◆ **WORK INSTRUCTIONS**
From the listing below, extract each entry exactly as written, minus the images.

##### EXTRACTED RECORDS #####

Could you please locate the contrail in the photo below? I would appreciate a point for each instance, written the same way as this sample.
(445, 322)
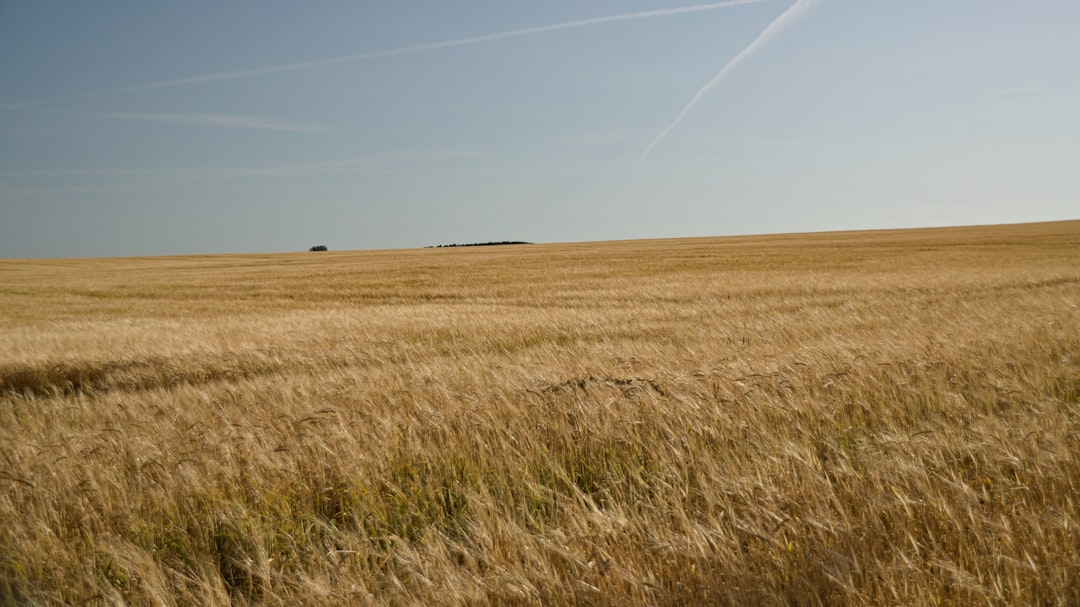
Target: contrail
(390, 52)
(788, 16)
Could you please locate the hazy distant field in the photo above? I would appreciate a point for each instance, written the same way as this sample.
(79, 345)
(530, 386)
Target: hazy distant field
(887, 418)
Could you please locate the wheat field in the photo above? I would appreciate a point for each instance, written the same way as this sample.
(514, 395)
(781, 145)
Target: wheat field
(848, 418)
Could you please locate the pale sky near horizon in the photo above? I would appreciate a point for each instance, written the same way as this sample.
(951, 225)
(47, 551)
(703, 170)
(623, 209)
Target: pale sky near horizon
(132, 127)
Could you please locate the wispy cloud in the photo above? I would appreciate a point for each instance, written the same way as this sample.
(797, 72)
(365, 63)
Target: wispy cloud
(785, 18)
(388, 52)
(227, 121)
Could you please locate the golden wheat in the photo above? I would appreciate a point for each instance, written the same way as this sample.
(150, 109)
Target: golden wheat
(862, 418)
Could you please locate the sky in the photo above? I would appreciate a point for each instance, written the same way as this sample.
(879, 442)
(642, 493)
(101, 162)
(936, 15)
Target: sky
(131, 127)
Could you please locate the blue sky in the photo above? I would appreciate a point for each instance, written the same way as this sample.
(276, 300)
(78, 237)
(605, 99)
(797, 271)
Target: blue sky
(133, 127)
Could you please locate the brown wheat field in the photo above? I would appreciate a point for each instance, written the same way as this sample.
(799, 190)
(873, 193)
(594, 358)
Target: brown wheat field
(849, 418)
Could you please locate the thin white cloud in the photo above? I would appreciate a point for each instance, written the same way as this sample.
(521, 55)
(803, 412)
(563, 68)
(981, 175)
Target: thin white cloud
(228, 121)
(389, 52)
(785, 18)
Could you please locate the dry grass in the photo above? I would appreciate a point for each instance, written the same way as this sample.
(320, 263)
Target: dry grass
(875, 418)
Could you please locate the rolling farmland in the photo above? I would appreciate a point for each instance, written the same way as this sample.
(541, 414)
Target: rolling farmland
(847, 418)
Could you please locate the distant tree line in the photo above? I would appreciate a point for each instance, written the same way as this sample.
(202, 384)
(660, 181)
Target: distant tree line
(480, 244)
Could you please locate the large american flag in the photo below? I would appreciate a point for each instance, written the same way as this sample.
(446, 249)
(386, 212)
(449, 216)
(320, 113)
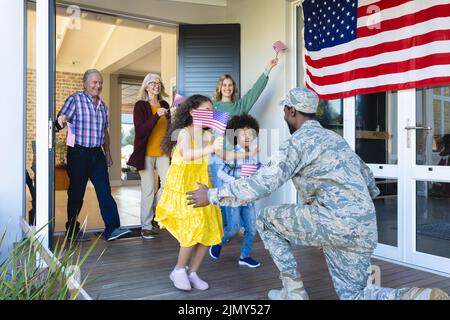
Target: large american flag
(213, 119)
(358, 47)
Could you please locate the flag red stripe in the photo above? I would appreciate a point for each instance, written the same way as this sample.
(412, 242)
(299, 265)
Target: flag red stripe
(438, 11)
(392, 46)
(391, 87)
(382, 5)
(387, 68)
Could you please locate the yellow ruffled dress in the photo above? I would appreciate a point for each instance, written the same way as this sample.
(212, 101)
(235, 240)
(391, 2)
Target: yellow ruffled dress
(187, 224)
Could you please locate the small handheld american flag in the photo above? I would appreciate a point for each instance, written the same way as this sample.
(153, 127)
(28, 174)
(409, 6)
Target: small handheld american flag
(249, 169)
(213, 119)
(178, 100)
(279, 46)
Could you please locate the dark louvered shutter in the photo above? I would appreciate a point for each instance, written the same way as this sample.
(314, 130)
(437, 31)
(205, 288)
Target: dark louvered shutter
(205, 53)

#####

◆ **COMPLETED TASK**
Could you please locate the contrail in the photo below? I would appreciate a point for each instance, written the same way as this sample.
(445, 322)
Target: contrail
(390, 52)
(788, 16)
Could you please locate the hazy distant field in the photo above? I would appreciate a point for each instance, written the same way as this sample.
(79, 345)
(530, 386)
Target: hazy distant field
(887, 418)
Could you please locate the wheat field in the photo above? I would appreciate a point for each instance, written the same way as this sample.
(514, 395)
(781, 145)
Target: wheat field
(848, 418)
Could you please locate the pale sky near horizon in the photo above? I would appreciate a point for each instance, written the same way as this sample.
(951, 225)
(47, 551)
(703, 170)
(623, 209)
Target: pale sky near horizon
(132, 127)
Could you please locate the wispy cloud in the photo above? I would appreciate a point for each instance, written the same way as this sample.
(797, 72)
(365, 63)
Target: wispy cloud
(785, 18)
(388, 52)
(227, 121)
Could you please locate the golden wheat in the photo above? I would appreciate a point for each instance, written the same way as this sample.
(150, 109)
Target: golden wheat
(862, 418)
Could you please locate the sky in the photo above? I would appreciate a point for each instance, written the same way as this sample.
(879, 442)
(642, 493)
(101, 162)
(936, 15)
Target: sky
(131, 127)
Could you please locate the blue sky in the photo above? I would appreciate a point for each instance, written the same way as this sample.
(276, 300)
(78, 237)
(605, 99)
(797, 271)
Target: blue sky
(133, 127)
Could you please locate the brown wheat field in the photo above? I would appreciate a point for each instance, written the same way as this sample.
(799, 190)
(873, 193)
(594, 358)
Target: brown wheat field
(849, 418)
Could you please locate the thin white cloud in the photo above? I would appreciate a point for each instance, written the same way as this sample.
(521, 55)
(803, 412)
(563, 68)
(981, 175)
Target: thin white cloud
(228, 121)
(389, 52)
(785, 18)
Could you please locate the dry grass in the photo above? I would appreciate a point for each instance, written the same way as this sample.
(320, 263)
Target: dry grass
(875, 418)
Could you please locate the rolling farmland in the photo above? I would appreciate a point for each instance, written the same way as this sample.
(541, 414)
Target: rolling farmland
(847, 418)
Could you please locate the distant tree line in the photo above? I would appreciate a point for each instance, written the same way as this sample.
(202, 384)
(660, 181)
Target: distant tree line
(480, 244)
Could you please locate the large american flag in the photo below? I would appreciate a point for each instance, written the same way as this sample.
(446, 249)
(386, 212)
(449, 216)
(320, 113)
Target: large american flag
(213, 119)
(358, 47)
Could you please locate the flag red stripe in the photo above? I would appreciate a point for each instance, written the same way as this sample.
(412, 242)
(299, 265)
Target: flag red stripe
(438, 11)
(392, 46)
(391, 87)
(382, 5)
(387, 68)
Could you please locate the yellow ruffled dress in the photo above? I would appreciate a point for each instance, written the same way as this sample.
(212, 101)
(235, 240)
(391, 2)
Target: yellow ruffled dress
(187, 224)
Could you please locate the small handheld american flag in the photo above? I would appreciate a point for each instance, written the same way as this sample.
(153, 127)
(28, 174)
(409, 6)
Target: small handheld american flag
(249, 169)
(213, 119)
(178, 100)
(279, 46)
Could you please locate the dark louvered shutter in the photo above? I would appreciate a point for each instance, written the same way as this sample.
(314, 130)
(437, 31)
(205, 288)
Target: dark louvered shutter
(205, 53)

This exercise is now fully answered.